▶ Stored items from a collection:

▬▬▬▬▬▬

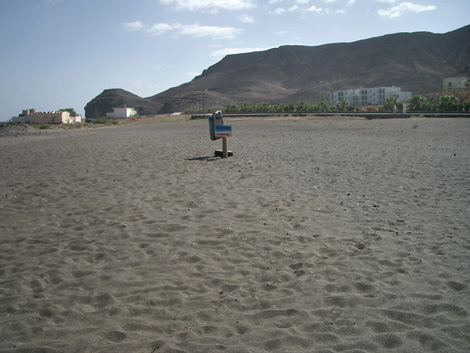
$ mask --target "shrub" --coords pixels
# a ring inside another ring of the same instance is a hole
[[[106,117],[96,118],[93,121],[95,124],[102,124],[102,125],[117,125],[119,122],[116,119],[109,119]]]

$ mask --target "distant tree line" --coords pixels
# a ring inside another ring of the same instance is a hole
[[[409,112],[469,112],[470,102],[460,102],[455,96],[444,95],[440,97],[425,97],[421,95],[413,96],[407,102],[407,111]],[[327,101],[319,103],[307,103],[302,101],[298,104],[283,103],[241,103],[227,104],[225,107],[219,107],[215,110],[222,110],[226,114],[236,113],[334,113],[334,112],[401,112],[403,103],[396,97],[387,98],[383,106],[358,107],[350,105],[348,101],[342,100],[336,105],[331,105]],[[192,109],[186,113],[201,113],[202,110]]]
[[[326,101],[320,103],[307,103],[302,101],[298,104],[271,104],[263,103],[243,103],[243,104],[228,104],[225,107],[225,113],[315,113],[315,112],[329,112],[332,106]]]
[[[461,102],[456,96],[429,97],[415,95],[408,102],[414,112],[469,112],[470,102]]]

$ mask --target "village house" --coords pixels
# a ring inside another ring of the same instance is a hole
[[[29,124],[74,124],[80,123],[80,114],[72,116],[68,111],[59,112],[38,112],[36,109],[24,109],[23,112],[11,118],[12,123]]]
[[[137,111],[134,108],[128,108],[126,106],[122,108],[113,108],[112,113],[106,113],[107,118],[130,118],[133,115],[137,115]]]
[[[470,100],[470,78],[461,76],[443,79],[442,94],[455,96],[462,101]]]

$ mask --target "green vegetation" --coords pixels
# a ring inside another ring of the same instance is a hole
[[[344,111],[354,111],[354,106],[344,105]],[[330,105],[326,101],[320,103],[307,103],[305,101],[299,102],[298,104],[283,104],[283,103],[242,103],[242,104],[228,104],[225,107],[219,107],[211,109],[211,111],[222,110],[224,113],[319,113],[319,112],[330,112],[338,111],[338,107]],[[202,113],[199,109],[189,109],[185,111],[186,114]]]
[[[340,112],[393,112],[400,113],[403,110],[403,103],[396,97],[388,97],[383,106],[362,106],[350,105],[346,100],[342,100],[336,106],[330,105],[327,101],[319,103],[307,103],[305,101],[298,104],[284,103],[241,103],[227,104],[225,107],[211,108],[211,111],[222,110],[226,114],[302,114],[302,113],[340,113]],[[470,112],[470,102],[459,102],[455,96],[441,96],[426,98],[421,95],[413,96],[407,102],[409,112]],[[186,114],[202,113],[201,109],[188,109]],[[208,111],[206,111],[208,113]]]
[[[51,125],[50,124],[41,124],[41,125],[36,125],[36,127],[38,129],[41,129],[41,130],[46,130],[46,129],[50,129]]]
[[[451,95],[429,98],[415,95],[410,99],[408,109],[412,112],[469,112],[470,102],[459,102]]]
[[[119,122],[116,119],[109,119],[106,117],[100,117],[93,120],[93,124],[101,125],[118,125]]]
[[[63,129],[81,129],[84,127],[86,124],[84,122],[82,123],[74,123],[74,124],[62,124],[60,127]]]
[[[77,112],[73,108],[64,108],[64,109],[59,109],[59,112],[69,112],[70,116],[77,116]]]
[[[339,111],[345,112],[349,107],[349,102],[343,99],[342,101],[338,102],[336,107],[338,108]]]

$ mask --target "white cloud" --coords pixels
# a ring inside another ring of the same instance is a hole
[[[423,11],[433,11],[435,9],[436,6],[434,5],[425,6],[420,4],[413,4],[411,2],[402,2],[400,5],[391,7],[387,10],[380,9],[378,13],[383,17],[397,18],[408,12],[419,13]]]
[[[225,48],[225,49],[219,49],[215,50],[211,53],[211,56],[218,56],[218,57],[223,57],[226,55],[230,54],[240,54],[240,53],[251,53],[253,51],[263,51],[263,50],[268,50],[269,48],[262,48],[262,47],[257,47],[257,48]]]
[[[284,10],[282,7],[278,7],[277,9],[274,9],[274,11],[272,11],[271,13],[275,15],[280,15],[281,13],[284,13],[284,12],[286,12],[286,10]]]
[[[152,36],[159,36],[164,34],[168,31],[172,31],[174,29],[181,28],[179,23],[169,25],[168,23],[156,23],[148,28],[145,29],[145,32],[151,34]]]
[[[165,5],[176,5],[177,10],[246,10],[256,7],[250,0],[160,0]]]
[[[294,6],[292,6],[292,7],[289,7],[289,8],[287,9],[287,11],[293,12],[293,11],[298,10],[298,9],[299,9],[299,7],[298,7],[297,5],[294,5]]]
[[[244,23],[255,23],[255,19],[248,15],[240,15],[237,17],[237,20]]]
[[[269,3],[272,5],[272,4],[276,4],[278,2],[282,2],[282,0],[269,0]]]
[[[308,3],[310,2],[310,0],[295,0],[295,2],[296,2],[297,4],[303,4],[303,5],[305,5],[305,4],[308,4]]]
[[[152,26],[148,26],[140,21],[136,21],[123,23],[123,26],[128,31],[143,31],[152,36],[177,31],[177,35],[191,36],[193,38],[211,37],[212,39],[232,39],[243,31],[235,27],[201,26],[199,23],[192,25],[156,23]]]
[[[316,7],[315,5],[309,7],[307,9],[308,12],[313,12],[313,13],[320,13],[323,11],[323,9],[321,7]]]
[[[199,23],[192,25],[156,23],[148,26],[140,21],[136,21],[123,23],[123,26],[128,31],[143,31],[151,36],[159,36],[170,31],[177,31],[177,35],[191,36],[193,38],[211,37],[212,39],[232,39],[243,31],[235,27],[201,26]]]
[[[124,28],[128,31],[140,31],[144,28],[144,25],[140,21],[127,22],[122,24]]]
[[[199,23],[182,26],[178,34],[194,38],[211,37],[212,39],[232,39],[242,32],[234,27],[201,26]]]
[[[323,0],[323,1],[326,2],[327,4],[331,4],[331,3],[336,2],[336,0]]]
[[[356,3],[356,0],[349,0],[348,5],[354,5]]]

▬▬▬▬▬▬

▶ TASK BRIEF: Among the lines above, please find those with "mask" and copy them.

▶ ANSWER SECTION:
$ mask --target "shrub" --coords pixels
$ mask --target "distant tree line" --coords pixels
$ mask --target "village house" --coords pixels
$ mask --target "green vegetation" --coords pixels
$ mask --target "white cloud" --coords pixels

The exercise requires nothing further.